**Work instruction:** From the first line to the last, print the records exactly, leaving out the pictures.

------------------------------------------------

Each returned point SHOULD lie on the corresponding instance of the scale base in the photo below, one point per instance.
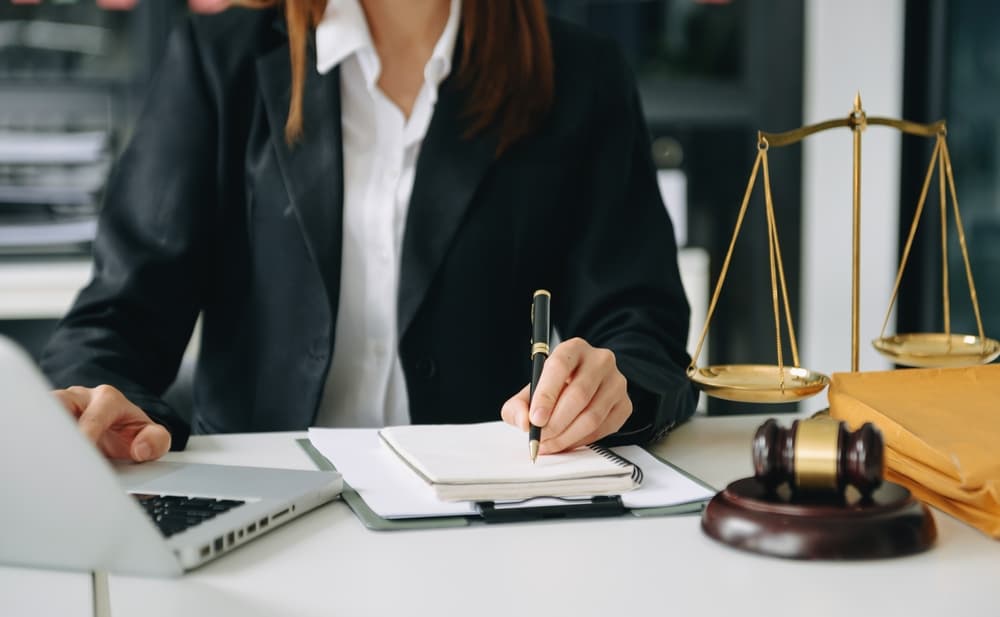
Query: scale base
(819, 526)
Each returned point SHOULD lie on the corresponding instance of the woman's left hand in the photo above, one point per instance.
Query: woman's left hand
(581, 397)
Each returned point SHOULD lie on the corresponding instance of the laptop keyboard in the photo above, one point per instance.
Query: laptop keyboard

------------------------------------------------

**Result of the task:**
Each returned point SHOULD lie on the corresponding instance of the scale base in the photo below, one point per instance.
Query: scale base
(819, 526)
Each returned point SHOULD lie on the corresponding instance of the woman's left hand in the photo above, one point per instance.
Query: woman's left hand
(581, 397)
Each returned point SHOULD lie on the corresponding instance of the laptop keyboard in the photo above, one point per instance.
Query: laptop keyboard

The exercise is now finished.